● GIVEN PASSAGE:
==================================================

# Found a cheap Firepan - you think this will work?



## slickhorn (Dec 15, 2005)

Amazon.com: Excellante Full Size 4-Inch Deep 24 Gauge Anti Jam Pans: Home & Kitchen

Full size steam table pan. Light, cheap, compliant. 

Set it on some rocks to elevate it.


----------



## The Mogur (Mar 1, 2010)

slickhorn said:


> Set it on some rocks to elevate it.


You'll need something better than rocks in some jurisdictions. Grand Canyon specifically prohibits using rocks to elevate the fire pan. I guess they think it might be unstable.


----------



## RockRider (Dec 26, 2008)

Slickhorn great suggestion, I will go that route. Mogur no Grand Canyon - or any National Park areas for that matter, at least this year - got my four legged companions. I think the steam pan will work for now. Although I kind of like the target firepit one for a campsite.


----------



## TriBri1 (Nov 15, 2011)

slickhorn said:


> Amazon.com: Excellante Full Size 4-Inch Deep 24 Gauge Anti Jam Pans: Home & Kitchen
> 
> Full size steam table pan. Light, cheap, compliant.
> 
> Set it on some rocks to elevate it.


If you get two of these, you put one face down on the ground and the second on top for the fire, then there is no need for rocks to keep it off the ground. To stow it they can nest.


----------



## Avatard (Apr 29, 2011)

TriBri1 said:


> If you get two of these, you put one face down on the ground and the second on top for the fire, then there is no need for rocks to keep it off the ground. To stow it they can nest.


What is this????

A firepan for ANTS? It needs to be at least THREE TIMES BIGGER!

WIlson, look at this tiny fire i have created for you!!!


----------



## Rojo (May 31, 2012)

*Packet pan...*

Anyone ever use a disposable aluminum baking pan as a fire pan for self-support kayak trips?
I folded one up the other day 12"x18"x6" and set it aside, but have never burned in one or tried to pass inspection with one.


----------



## LSB (Mar 23, 2004)

I sometimes use one of those cheap round grills without the legs. I cant find a pic of one but it's one of the 2' shallow round charcoal grills without a top like they sell at Wlamart for about 10$. Set it on some rocks to elevate.


----------



## hojo (Jun 26, 2008)

Avatard said:


> What is this????
> 
> A firepan for ANTS? It needs to be at least THREE TIMES BIGGER!
> 
> WIlson, look at this tiny fire i have created for you!!!


My name is Voit.


----------



## hojo (Jun 26, 2008)

I'd go with this: http://www.finnovations.org/ Click on the firepan image.


----------



## The Mogur (Mar 1, 2010)

Rojo said:


> Anyone ever use a disposable aluminum baking pan as a fire pan for self-support kayak trips?

==================================================

● RECORD EXTRACTS:

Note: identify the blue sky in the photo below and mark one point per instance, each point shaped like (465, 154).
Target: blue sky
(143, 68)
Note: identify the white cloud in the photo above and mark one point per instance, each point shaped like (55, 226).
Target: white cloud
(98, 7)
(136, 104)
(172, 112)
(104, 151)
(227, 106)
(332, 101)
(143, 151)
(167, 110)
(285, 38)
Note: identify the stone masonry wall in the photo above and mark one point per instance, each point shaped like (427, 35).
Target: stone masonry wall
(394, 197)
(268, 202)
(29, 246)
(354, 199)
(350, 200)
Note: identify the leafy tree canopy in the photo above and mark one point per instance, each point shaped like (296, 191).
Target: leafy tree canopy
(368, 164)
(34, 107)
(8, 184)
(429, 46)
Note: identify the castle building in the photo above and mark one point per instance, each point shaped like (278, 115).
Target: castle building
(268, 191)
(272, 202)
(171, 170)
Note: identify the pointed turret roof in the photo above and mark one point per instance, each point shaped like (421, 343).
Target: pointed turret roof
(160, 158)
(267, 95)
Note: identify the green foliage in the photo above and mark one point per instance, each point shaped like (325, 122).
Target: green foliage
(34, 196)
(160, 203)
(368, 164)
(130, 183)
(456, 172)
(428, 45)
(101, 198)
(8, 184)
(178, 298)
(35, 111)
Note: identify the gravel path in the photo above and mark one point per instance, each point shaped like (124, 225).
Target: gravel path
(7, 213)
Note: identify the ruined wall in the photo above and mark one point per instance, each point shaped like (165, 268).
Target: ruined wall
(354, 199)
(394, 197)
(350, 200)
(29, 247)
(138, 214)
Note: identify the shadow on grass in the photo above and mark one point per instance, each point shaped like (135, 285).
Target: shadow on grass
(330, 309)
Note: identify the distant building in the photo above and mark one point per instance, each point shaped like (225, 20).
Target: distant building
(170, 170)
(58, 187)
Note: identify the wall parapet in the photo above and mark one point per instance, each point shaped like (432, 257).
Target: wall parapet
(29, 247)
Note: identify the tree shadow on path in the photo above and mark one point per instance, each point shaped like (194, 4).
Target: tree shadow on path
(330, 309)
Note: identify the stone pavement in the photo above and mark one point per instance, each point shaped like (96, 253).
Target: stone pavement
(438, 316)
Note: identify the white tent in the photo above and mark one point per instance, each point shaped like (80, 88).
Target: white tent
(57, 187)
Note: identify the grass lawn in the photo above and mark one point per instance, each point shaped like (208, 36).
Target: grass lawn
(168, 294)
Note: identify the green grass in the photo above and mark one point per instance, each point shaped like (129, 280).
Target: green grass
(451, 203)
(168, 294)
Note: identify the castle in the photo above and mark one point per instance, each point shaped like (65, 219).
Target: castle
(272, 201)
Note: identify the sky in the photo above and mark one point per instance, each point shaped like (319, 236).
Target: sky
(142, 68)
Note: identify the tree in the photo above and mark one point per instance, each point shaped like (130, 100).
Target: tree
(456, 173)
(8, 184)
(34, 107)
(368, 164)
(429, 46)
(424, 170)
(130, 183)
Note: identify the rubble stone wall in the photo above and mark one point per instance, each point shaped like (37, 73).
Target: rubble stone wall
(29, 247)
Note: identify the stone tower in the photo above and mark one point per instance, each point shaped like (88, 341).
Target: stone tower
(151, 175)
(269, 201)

==================================================

● TASK REQUIREMENTS:
1. Translate this sentence from the firepan thread into Spanish: "Grand Canyon specifically prohibits using rocks to elevate the fire pan."
2. Edit the firepan thread by rewriting it from "You'll need something" to "(Dec 26, 2008)" with "rocks" changed to "stones".
3. Pick up the firepan thread after its last line and continue it.

● IN RESPONSE:
1. El Gran Cañón prohíbe específicamente usar rocas para elevar la bandeja para el fuego.

2.
You'll need something better than stones in some jurisdictions. Grand Canyon specifically prohibits using stones to elevate the fire pan. I guess they think it might be unstable.


----------



## RockRider (Dec 26, 2008)

3.
> I folded one up the other day 12"x18"x6" and set it aside, but have never burned in one or tried to pass inspection with one.


Aluminum will melt in a wood fire.


----------



## okieboater (Oct 19, 2004)

I have a full size fire pan but it is a pain to carry.

Looked at the steam table units and do they look good.

Only problem is Grand Canyon regulations call for a size of 300 square inches if I read the regs correctly.

Again, not in food service but looks to me that the standard steam table opening is something like 20 by 12 inches which is 240 sq inches not big enough for the gold standard Grand Canyon regs.


----------



## BilloutWest (Jan 25, 2013)

hojo said:


> I'd go with this: http://www.finnovations.org/ Click on the firepan image.














> 22 inches by 28 inches and has a *1 inch rim* all the way around


That would be sweet with a 3" plus rim.


----------



## RockRider (Dec 26, 2008)

Brother Finbar's pan with the 3.5" lip addition for $5 is really perfect! I put a call in to him, but he is out for the next week. The steamer pan might be my quick/cheap solution for now. Thanks for all the suggestions!


----------



## tmaggert (Aug 18, 2008)

I like the sheet metal pan. Any idea what the cost is? Didn't see one other than $10 extra for a lip. 

Two issues I've seen here:

1) The "steam pan" is only 262.4in^2 and the NPS requires a minimum of 300in^2

2) Thin aluminum will melt with a wood fire. Thicker gauge aluminum can melt with a wood fire or it can be fine. All depends on the construction and location of aluminum. I wouldn't try a disposable baking pan with a wood fire.


----------



## RockRider (Dec 26, 2008)

I think it states $5 for the lip and $10 for shipping - the pan itself is $30 (found it on the order/email page)


----------



## BilloutWest (Jan 25, 2013)

Behrens 2168 3 1/2 Gallon *Galvanized Steel* Hog Pan

Amazon (Lowest internet price found:$3.84 + $5.37shipping)
Shipping Weight: 2.4 pounds
3-1/2 Gallon, Galvanized, Hog Pan, One-Piece, Seamless Construction.
16" diameter x 3.6" deep










Presented as a discussion item for a Dutch Oven fire pan that I think meets GC specs FOR DUTCH OVENS. Based on sq inches.

It is common to put removable legs on the outside of these.
A bolt holds the top of a larger pipe and wire the lower so that smaller diameter pipe 'legs' can be inserted to keep the pan off the ground.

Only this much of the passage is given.